_TEXT SECTION_:
The song of the cricket can now be heard every night. Leslie Drury of Riparius is very ill with typhoid fever. Liewyellyn Loveland, the Johnsburgh stage driver, has a lame back and Abram Ross will take his place. In Chestertown on the night of Aug. 28, 1909, the Chester House had 12 auto parties with 42 persons and the Rising House had eight auto parties with 34 people for dinner.
Seventy-five girls are wanted from Sept. 1 to 15, 1909 for good steady jobs at the Empire Shirt Factory, Warrensburgh.
Clyde Catlin of Hague drew with Fred Rand's splendid pair of gray horses, 4,020 pounds of coal at one load to the mines at Graphite.
Miss Mildred Russell of Warrensburgh has been engaged to teach school on Harrington Hill this coming year.
Ben Como, the speedy gelding owned by Mosher & McCauley, of Chestertown won at the Cambridge Fair last week and this week he will race in Plattsburgh.

_CHECK YOUR UNDERSTANDING_:
[1] In the 1909 local news items, why will Abram Ross take over the Johnsburgh stage route? Answer in one to three sentences.
[2] Please translate this sentence from the 1909 local news items into Spanish: "Miss Mildred Russell of Warrensburgh has been engaged to teach school on Harrington Hill this coming year."
[3] Resume the 1909 local news items from the point where they stop.
You won't need the listing after this text.

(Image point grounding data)
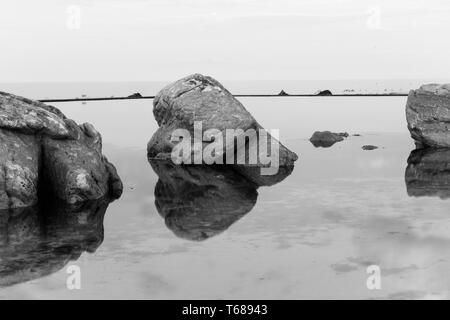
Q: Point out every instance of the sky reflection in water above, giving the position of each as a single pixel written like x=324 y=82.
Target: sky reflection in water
x=310 y=236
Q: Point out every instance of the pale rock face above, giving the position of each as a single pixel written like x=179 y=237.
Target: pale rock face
x=428 y=115
x=198 y=98
x=42 y=150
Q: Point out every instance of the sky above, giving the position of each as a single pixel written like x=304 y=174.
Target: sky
x=159 y=40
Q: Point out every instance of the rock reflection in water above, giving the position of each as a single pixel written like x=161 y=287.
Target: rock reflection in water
x=428 y=173
x=38 y=241
x=201 y=201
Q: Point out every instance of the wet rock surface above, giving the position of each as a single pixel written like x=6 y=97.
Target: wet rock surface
x=40 y=240
x=326 y=139
x=428 y=173
x=325 y=93
x=428 y=115
x=43 y=152
x=199 y=98
x=201 y=201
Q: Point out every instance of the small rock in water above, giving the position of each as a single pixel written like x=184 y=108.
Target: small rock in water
x=326 y=139
x=369 y=147
x=325 y=93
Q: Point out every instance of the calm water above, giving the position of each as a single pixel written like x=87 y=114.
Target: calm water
x=311 y=236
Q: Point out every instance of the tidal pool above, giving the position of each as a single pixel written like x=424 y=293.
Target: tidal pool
x=312 y=235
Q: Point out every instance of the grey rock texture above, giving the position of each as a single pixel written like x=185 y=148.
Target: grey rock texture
x=41 y=151
x=428 y=173
x=428 y=115
x=201 y=98
x=369 y=147
x=326 y=139
x=39 y=240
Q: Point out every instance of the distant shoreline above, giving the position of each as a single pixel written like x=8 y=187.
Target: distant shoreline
x=236 y=95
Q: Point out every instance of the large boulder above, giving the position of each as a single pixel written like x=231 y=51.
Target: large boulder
x=199 y=98
x=200 y=201
x=428 y=173
x=428 y=115
x=40 y=240
x=44 y=153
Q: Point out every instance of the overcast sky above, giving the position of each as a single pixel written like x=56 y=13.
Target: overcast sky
x=122 y=40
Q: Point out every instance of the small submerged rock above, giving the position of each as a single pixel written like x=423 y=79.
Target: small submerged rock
x=428 y=115
x=325 y=93
x=326 y=139
x=44 y=153
x=369 y=147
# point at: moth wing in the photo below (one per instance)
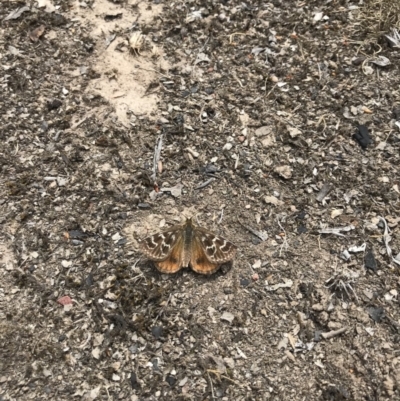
(159, 247)
(174, 261)
(218, 250)
(199, 262)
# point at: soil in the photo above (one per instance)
(277, 126)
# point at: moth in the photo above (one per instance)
(187, 245)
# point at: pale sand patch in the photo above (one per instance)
(125, 76)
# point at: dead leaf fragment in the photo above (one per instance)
(293, 131)
(272, 200)
(336, 213)
(16, 13)
(66, 300)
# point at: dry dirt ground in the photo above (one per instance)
(254, 106)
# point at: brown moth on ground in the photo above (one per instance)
(187, 245)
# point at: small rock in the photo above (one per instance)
(227, 316)
(370, 261)
(284, 171)
(376, 314)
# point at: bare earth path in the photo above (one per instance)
(254, 106)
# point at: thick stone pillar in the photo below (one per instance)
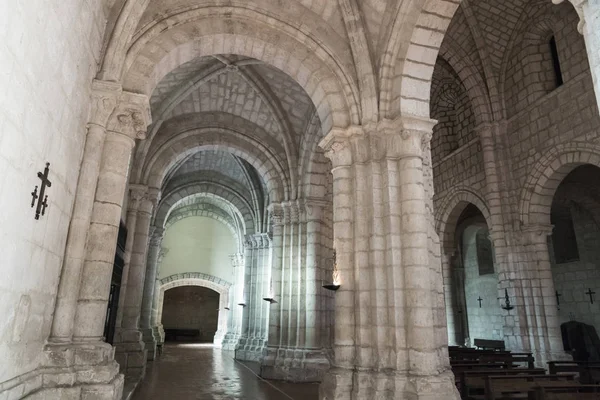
(231, 333)
(290, 356)
(78, 363)
(253, 333)
(390, 341)
(589, 26)
(533, 324)
(130, 349)
(155, 320)
(146, 324)
(105, 96)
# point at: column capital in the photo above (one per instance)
(131, 116)
(156, 235)
(405, 136)
(137, 193)
(532, 234)
(105, 96)
(578, 5)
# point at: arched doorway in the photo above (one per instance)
(573, 247)
(473, 279)
(187, 280)
(190, 314)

_YOUR WRITTEN ANSWERS_:
[1] Abram Ross will take over because Liewyellyn Loveland, the Johnsburgh stage driver, has a lame back.

[2] La señorita Mildred Russell, de Warrensburgh, ha sido contratada para enseñar en la escuela de Harrington Hill el próximo año.

[3]
Area developments and events
The annual religious camp meeting at Riverside opened Aug. 18, 1909 at the rustic tabernacle and will continue for a week. E.W. Moston of Wevertown is president of the Riverside Grove.
There will be social dancing at Music Hall (corner of Main and Adirondack Ave.), Warrensburgh on Sept. 9 and 10, 1909, with music by Holcomb's Orchestra of Glens Falls. Admission fee is 25 cents.
The rich garnet ore outcropping on the west shore of Lake George near Buck Mountain, owned by George R. Benton and Thomas S. Coolidge, is being looked at by a garnet company with a view toward development.
Myron Combs, the veteran milk peddler, who recently lost his pocketbook with a large sum of money in it, met with another loss by having a cow killed by falling over a 30-foot ledge in the pasture. "Misfortunes never come singly," he said. Charles Harrington of Garnet also lost a valuable cow around the same time.
Several farmers from Knowelhurst (near Stony Creek) have been going to West Stony Creek and vicinity to cut wild hay on the flows and beaver meadows as tame grass was a very poor crop here this year.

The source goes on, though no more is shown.